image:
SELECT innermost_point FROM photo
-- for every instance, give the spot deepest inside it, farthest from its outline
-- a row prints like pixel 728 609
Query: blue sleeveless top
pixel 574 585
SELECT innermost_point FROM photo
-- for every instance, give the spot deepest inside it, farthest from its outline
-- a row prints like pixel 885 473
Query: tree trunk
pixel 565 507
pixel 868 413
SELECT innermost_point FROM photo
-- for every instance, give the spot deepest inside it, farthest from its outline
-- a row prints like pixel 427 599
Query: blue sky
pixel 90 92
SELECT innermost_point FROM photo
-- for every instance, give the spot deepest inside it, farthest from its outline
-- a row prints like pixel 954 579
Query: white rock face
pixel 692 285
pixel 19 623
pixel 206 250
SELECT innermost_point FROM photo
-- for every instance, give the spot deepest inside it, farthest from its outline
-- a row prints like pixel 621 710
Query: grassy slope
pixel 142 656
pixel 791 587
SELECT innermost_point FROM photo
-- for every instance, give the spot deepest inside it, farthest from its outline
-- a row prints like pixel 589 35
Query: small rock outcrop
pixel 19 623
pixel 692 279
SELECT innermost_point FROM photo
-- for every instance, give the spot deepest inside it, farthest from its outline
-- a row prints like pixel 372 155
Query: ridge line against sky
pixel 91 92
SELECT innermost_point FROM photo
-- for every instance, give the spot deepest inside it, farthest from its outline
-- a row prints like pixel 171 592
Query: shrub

★ ★ ★ ★

Description of the task
Each record above is to be reproduced exactly, in full.

Answer space
image:
SELECT innermost_point FROM photo
-- for every instance, give the spot deepest inside it, farthest from its outline
-- a row prints like pixel 728 609
Query: blue sleeveless top
pixel 574 585
SELECT innermost_point FROM photo
-- for every instance, give the spot deepest inside it, farthest from its outline
-- a row prints like pixel 885 473
Query: tree trunk
pixel 565 507
pixel 868 413
SELECT innermost_point FROM photo
-- for every instance, give the spot deepest inside it, farthest from its outline
-- a row prints like pixel 427 599
Query: blue sky
pixel 90 92
SELECT innermost_point FROM photo
-- for every instance, give the spot deepest inside it, farthest from its outline
-- a row prints like pixel 954 579
Query: white rock face
pixel 692 285
pixel 19 623
pixel 206 250
SELECT innermost_point FROM photo
-- for every instance, give the spot deepest inside it, farthest from its outline
-- a row prints like pixel 621 710
Query: grassy slope
pixel 142 656
pixel 791 587
SELECT innermost_point FROM photo
-- for every instance, give the spot deepest inside it, farthest from its outline
-- a row prints like pixel 589 35
Query: small rock outcrop
pixel 19 623
pixel 692 279
SELECT innermost_point FROM photo
-- for every instance, give the spot deepest inside it, farthest from its outline
-- a row prints like pixel 372 155
Query: ridge line against sky
pixel 91 92
SELECT innermost_point FROM photo
-- for every instance, give the spot deepest inside it, farthest from its outline
-- a row prints like pixel 171 592
Query: shrub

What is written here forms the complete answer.